> Selected passage
————————
EPA report says raw sewage discharged in two West Limerick villages

Foynes: raw sewage being discharged into Shannon

Foynes: raw sewage being discharged into Shannon

RAW sewage enters the environment untreated each day in two West Limerick villages, according to the latest Environmental Protection Agency (EPA) report on urban waste-water treatment. And it is likely to continue to do so until 2021.

Foynes and Glin were pinpointed in the report as two of 44 areas around Ireland where waste-water was collected and released back into the environment without treatment in 2016.

Irish Water previously “misreported” these areas as receiving primary treatment, according to the report.

“Untreated waste-water, commonly referred to as raw sewage, can be contaminated with harmful bacteria and viruses. It can pose a threat to public health, aquatic ecosystems and the amenity value of our waters,” according to the EPA.

Five of the areas currently discharging untreated waste-water nationally are expected to be connected to treatment plants by the end of 2017, but that does not include Foynes or Glin.

The report points out that “there are still long delays in building many of the treatment plants needed to eliminate discharges of untreated waste-water”.
————————
Dataset records

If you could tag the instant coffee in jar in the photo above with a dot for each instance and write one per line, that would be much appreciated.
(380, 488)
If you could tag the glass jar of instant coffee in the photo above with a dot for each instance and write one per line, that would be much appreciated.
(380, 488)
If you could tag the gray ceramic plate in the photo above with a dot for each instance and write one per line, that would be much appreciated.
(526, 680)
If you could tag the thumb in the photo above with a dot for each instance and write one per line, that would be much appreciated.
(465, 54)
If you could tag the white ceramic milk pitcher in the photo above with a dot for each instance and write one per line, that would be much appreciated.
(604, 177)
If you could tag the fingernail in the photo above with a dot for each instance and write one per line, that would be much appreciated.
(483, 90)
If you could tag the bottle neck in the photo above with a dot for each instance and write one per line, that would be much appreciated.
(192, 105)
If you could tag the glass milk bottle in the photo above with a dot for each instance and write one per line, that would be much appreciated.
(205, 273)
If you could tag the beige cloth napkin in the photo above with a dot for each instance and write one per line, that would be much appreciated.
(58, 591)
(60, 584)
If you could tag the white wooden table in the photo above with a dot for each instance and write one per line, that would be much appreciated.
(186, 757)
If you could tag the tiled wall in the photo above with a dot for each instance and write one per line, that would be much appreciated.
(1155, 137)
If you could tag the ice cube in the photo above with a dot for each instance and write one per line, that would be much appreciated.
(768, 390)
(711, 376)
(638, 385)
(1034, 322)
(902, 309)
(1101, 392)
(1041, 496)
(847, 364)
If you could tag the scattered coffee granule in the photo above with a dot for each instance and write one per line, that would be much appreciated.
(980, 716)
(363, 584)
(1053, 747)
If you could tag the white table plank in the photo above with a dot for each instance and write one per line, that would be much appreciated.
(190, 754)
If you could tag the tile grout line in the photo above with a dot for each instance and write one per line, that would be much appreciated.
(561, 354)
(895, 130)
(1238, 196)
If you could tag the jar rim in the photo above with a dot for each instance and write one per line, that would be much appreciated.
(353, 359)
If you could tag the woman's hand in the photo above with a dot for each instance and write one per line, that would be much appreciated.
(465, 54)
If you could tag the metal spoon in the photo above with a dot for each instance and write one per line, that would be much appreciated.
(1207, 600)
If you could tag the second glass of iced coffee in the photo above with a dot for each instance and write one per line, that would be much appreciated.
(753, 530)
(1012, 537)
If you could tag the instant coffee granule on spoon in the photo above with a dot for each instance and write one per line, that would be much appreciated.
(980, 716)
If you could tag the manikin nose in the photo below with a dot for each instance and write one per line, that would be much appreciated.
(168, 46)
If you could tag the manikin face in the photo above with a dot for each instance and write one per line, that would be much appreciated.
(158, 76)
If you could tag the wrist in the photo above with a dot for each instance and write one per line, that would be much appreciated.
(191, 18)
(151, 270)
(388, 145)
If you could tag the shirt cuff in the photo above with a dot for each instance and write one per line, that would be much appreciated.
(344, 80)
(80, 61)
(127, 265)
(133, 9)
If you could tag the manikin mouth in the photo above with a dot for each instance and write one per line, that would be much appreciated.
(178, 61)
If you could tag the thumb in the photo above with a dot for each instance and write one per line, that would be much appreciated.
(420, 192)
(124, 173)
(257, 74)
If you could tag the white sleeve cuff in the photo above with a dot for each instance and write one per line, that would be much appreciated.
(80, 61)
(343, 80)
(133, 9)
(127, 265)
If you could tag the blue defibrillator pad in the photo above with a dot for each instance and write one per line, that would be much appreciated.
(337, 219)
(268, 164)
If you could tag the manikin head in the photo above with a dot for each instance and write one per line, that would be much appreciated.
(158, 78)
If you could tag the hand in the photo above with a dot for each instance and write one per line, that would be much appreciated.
————————
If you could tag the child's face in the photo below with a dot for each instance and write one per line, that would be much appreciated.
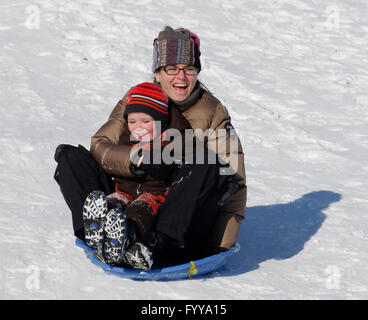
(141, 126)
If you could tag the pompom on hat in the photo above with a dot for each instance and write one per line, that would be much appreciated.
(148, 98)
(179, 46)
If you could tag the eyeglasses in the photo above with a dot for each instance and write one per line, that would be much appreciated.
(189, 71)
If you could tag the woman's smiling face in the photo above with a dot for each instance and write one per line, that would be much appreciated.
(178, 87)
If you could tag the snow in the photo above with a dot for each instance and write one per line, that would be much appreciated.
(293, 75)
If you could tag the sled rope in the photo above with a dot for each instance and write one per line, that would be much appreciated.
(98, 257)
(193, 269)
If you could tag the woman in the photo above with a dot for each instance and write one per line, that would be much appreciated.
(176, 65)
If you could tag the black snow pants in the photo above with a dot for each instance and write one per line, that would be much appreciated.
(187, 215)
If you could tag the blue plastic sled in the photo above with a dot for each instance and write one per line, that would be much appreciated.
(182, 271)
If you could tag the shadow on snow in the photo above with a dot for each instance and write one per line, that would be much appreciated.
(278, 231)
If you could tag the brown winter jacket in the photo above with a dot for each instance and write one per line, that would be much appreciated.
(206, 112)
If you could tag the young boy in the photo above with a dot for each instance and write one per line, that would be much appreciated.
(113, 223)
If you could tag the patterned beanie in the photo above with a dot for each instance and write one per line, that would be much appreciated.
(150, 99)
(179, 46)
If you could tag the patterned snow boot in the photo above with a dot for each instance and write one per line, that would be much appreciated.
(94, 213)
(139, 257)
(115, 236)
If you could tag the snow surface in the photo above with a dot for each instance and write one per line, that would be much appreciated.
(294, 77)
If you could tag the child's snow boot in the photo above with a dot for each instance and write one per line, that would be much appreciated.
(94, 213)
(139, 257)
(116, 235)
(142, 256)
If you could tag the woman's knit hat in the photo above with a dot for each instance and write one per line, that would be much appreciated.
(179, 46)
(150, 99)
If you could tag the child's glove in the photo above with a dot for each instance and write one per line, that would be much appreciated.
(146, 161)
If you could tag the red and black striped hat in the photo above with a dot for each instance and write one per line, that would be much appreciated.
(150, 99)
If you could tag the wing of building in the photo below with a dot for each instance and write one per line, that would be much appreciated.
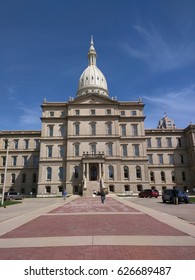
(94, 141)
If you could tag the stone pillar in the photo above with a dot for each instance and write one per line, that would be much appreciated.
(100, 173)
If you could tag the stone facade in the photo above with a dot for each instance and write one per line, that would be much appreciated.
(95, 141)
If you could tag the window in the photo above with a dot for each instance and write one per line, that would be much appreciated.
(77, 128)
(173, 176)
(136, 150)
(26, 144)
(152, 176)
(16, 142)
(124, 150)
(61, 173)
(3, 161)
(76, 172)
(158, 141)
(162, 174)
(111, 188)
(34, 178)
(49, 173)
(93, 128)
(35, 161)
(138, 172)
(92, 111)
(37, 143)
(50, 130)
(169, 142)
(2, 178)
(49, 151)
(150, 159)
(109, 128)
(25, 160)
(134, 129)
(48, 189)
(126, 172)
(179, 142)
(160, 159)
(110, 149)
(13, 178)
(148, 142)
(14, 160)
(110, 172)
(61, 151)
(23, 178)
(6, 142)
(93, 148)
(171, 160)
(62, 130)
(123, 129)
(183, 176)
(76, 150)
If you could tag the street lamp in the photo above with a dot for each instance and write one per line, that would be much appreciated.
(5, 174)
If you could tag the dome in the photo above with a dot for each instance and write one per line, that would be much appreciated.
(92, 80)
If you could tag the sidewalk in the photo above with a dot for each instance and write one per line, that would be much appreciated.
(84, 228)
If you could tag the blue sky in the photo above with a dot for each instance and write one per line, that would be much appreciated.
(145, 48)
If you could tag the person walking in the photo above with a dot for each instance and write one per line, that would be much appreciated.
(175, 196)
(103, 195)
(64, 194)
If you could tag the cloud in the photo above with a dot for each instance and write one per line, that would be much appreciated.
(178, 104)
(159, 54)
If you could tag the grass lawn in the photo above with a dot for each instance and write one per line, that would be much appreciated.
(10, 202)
————————
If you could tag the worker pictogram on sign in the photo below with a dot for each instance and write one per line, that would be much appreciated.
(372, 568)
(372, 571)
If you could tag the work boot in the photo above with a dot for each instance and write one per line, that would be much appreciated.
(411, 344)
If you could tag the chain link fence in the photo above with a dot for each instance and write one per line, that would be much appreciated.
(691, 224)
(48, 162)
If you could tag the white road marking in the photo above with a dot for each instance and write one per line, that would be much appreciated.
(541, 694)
————————
> Things to do
- A) The article on raw sewage in West Limerick quotes the EPA on what untreated waste-water can pose a threat to. List everything the quotation names.
- B) Answer these questions from the article on raw sewage in West Limerick.
(i) In 2016, how many areas around Ireland released collected waste-water back into the environment without treatment?
(ii) How had Irish Water previously reported these areas?
(iii) Until what year are the untreated discharges in the two villages likely to continue?

> Answers per task
- A)
- public health
- aquatic ecosystems
- the amenity value of our waters

- B)
(i) 44
(ii) As receiving primary treatment
(iii) 2021